RECORDS FOR THIS TASK:
BEGIN
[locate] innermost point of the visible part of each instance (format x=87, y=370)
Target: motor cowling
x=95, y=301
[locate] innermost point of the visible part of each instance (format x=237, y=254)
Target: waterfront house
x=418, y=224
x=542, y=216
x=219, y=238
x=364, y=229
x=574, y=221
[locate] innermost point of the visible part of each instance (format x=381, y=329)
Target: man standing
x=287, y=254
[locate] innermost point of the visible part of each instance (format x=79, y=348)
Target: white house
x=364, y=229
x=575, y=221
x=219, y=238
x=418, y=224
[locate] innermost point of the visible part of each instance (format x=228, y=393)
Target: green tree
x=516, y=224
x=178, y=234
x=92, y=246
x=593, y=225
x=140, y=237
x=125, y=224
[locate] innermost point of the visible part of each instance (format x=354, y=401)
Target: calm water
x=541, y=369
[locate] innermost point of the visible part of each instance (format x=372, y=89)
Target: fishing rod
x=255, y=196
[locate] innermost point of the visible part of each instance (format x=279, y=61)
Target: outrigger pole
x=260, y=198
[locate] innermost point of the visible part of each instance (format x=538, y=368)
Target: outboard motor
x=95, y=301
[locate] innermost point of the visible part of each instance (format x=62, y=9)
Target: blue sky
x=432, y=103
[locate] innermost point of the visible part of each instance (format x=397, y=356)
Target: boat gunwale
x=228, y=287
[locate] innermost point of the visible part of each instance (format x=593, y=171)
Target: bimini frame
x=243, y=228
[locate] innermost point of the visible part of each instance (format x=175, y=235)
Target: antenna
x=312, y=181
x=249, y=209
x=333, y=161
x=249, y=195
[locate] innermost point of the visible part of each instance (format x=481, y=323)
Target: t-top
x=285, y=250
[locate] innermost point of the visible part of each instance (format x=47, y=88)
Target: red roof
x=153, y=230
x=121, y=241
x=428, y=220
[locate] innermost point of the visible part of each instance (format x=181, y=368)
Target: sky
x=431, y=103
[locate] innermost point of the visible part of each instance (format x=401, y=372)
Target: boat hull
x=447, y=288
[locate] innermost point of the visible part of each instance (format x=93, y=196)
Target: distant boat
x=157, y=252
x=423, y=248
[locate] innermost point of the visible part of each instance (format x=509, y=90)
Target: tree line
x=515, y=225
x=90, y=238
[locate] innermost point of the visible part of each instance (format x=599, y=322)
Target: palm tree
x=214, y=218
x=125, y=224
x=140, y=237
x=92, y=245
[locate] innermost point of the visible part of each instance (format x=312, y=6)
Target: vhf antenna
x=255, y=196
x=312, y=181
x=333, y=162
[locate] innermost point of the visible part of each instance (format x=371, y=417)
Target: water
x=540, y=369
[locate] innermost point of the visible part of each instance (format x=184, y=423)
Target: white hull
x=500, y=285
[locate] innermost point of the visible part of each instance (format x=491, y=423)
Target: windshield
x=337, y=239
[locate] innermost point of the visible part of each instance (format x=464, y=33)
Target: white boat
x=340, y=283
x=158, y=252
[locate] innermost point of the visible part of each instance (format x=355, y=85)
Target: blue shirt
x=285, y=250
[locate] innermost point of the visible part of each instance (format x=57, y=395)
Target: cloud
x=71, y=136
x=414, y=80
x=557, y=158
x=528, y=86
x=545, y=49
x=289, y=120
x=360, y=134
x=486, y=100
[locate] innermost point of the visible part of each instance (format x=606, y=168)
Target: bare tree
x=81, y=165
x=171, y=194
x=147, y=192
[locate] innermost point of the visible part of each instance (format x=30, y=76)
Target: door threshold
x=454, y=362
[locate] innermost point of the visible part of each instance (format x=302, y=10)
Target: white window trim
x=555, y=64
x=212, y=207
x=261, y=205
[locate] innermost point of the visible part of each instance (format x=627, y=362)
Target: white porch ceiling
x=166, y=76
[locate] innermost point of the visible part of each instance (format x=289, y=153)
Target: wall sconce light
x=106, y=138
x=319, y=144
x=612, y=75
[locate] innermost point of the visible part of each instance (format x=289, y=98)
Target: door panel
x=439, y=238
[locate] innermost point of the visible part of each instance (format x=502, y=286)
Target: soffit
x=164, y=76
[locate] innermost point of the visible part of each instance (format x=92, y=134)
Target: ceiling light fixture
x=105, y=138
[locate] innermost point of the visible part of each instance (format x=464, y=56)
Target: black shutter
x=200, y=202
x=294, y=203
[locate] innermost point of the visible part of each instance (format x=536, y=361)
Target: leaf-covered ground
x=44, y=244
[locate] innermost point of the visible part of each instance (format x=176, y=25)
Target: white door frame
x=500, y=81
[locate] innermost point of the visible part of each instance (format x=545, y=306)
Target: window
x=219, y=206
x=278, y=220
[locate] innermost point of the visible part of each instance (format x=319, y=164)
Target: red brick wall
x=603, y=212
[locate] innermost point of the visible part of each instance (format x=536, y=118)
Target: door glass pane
END
WORK ORDER: Give back, exactly as written, the stretch from the line with "Target: blue sky" through the line with "(format x=181, y=368)", and no other lines from the records above.

TASK RESPONSE:
Target: blue sky
x=432, y=103
[locate] innermost point of the visible part of each instance (format x=397, y=356)
Target: boat gunwale
x=228, y=287
[locate] innermost point of the visible part of each instance (format x=593, y=171)
Target: bimini frame
x=243, y=228
[locate] innermost point of the visible part of each instance (format x=175, y=235)
Target: antenna
x=312, y=181
x=249, y=209
x=333, y=161
x=249, y=195
[locate] innermost point of the visible part of each instance (format x=481, y=323)
Target: t-top
x=285, y=250
[locate] innermost point of the visible part of each instance (format x=47, y=88)
Target: red roof
x=153, y=230
x=121, y=241
x=428, y=220
[locate] innermost point of the visible part of each instance (format x=181, y=368)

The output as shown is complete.